* WORK TO DO:
How many lines in the data below contain the word "woman"? Reply with the number alone.

══════════════════════════════

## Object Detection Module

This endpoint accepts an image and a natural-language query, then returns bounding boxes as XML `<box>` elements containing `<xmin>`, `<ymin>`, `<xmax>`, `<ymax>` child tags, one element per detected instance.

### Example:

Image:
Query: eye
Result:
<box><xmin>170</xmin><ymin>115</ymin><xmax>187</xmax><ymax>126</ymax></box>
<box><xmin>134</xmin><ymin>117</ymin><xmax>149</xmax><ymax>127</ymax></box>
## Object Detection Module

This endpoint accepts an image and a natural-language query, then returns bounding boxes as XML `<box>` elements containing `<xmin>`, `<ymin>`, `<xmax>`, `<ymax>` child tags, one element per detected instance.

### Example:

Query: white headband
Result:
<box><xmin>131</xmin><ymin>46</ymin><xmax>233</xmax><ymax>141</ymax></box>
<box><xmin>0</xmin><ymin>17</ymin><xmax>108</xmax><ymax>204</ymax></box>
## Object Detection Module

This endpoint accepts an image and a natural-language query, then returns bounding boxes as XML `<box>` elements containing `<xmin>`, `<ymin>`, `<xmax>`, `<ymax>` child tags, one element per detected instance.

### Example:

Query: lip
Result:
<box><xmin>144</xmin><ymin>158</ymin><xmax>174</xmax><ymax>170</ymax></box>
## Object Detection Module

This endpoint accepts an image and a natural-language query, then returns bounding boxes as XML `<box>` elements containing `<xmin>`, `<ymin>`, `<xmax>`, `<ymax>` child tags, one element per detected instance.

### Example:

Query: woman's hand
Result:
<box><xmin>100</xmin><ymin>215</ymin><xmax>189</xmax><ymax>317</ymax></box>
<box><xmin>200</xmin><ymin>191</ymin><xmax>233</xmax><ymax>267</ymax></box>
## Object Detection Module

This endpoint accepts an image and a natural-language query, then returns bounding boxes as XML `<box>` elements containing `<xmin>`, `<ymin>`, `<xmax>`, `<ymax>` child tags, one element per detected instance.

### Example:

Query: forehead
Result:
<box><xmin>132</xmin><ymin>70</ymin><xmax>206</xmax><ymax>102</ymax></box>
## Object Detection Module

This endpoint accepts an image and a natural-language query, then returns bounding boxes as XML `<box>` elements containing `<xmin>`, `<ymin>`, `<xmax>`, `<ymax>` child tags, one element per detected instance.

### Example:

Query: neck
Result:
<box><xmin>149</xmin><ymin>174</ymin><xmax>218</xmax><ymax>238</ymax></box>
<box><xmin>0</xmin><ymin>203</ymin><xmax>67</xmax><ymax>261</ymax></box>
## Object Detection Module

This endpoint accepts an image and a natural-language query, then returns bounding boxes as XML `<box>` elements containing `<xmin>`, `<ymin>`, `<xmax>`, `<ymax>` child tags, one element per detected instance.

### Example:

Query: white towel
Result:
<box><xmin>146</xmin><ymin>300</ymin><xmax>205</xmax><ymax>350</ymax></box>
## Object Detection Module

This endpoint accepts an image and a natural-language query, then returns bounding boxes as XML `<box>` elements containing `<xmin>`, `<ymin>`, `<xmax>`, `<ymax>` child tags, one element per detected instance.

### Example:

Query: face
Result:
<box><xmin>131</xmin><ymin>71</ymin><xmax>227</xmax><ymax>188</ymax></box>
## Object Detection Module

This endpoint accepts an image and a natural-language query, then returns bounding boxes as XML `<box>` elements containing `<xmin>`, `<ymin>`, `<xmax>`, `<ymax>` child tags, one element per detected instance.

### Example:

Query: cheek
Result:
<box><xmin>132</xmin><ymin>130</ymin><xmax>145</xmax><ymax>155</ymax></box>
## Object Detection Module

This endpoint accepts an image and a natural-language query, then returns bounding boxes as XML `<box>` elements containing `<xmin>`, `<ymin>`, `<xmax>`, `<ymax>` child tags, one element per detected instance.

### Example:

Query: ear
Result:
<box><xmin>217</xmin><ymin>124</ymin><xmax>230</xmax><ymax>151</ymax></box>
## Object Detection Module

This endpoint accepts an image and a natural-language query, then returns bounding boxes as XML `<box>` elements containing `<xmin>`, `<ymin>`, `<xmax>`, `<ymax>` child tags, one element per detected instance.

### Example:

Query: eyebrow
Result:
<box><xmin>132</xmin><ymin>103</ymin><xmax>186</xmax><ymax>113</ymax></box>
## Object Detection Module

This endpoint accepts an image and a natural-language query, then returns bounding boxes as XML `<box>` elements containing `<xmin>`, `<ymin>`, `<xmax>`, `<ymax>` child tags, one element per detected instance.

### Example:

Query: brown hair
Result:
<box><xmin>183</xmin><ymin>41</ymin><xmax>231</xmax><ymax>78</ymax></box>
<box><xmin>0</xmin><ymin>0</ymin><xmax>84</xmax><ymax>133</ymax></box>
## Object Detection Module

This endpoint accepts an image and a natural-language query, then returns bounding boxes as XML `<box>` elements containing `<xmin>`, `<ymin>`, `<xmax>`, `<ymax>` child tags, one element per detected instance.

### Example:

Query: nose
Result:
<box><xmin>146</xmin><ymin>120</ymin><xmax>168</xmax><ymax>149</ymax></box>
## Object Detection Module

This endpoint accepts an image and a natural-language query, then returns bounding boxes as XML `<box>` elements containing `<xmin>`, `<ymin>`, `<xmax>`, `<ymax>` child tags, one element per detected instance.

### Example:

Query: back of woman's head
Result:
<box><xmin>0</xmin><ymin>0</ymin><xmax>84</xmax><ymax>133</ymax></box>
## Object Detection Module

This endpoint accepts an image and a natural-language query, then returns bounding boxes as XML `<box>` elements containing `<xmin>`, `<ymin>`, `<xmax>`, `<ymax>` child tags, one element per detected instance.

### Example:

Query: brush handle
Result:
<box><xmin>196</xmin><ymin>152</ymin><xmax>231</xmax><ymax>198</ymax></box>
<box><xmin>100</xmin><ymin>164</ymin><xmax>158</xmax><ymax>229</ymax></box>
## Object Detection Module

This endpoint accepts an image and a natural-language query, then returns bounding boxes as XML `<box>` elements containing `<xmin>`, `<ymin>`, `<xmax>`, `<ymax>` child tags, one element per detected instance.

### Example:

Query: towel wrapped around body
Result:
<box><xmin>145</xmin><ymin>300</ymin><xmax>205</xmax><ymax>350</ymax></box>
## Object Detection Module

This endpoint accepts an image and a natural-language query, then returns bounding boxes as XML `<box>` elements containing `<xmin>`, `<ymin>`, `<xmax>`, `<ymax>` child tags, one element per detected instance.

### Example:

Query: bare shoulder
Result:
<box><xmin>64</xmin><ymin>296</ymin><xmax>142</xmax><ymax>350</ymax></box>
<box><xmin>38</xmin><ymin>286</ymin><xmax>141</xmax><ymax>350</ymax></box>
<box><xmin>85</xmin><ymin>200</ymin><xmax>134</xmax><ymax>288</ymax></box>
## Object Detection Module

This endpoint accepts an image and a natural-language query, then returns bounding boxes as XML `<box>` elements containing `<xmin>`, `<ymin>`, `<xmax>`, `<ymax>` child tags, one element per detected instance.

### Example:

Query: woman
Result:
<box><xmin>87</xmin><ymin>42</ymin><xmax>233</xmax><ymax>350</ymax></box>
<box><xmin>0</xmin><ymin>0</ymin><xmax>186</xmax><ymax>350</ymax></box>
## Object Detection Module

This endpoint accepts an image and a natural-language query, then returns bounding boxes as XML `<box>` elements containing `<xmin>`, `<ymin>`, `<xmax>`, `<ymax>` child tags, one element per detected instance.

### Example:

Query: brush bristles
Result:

══════════════════════════════

* TASK ANSWER:
3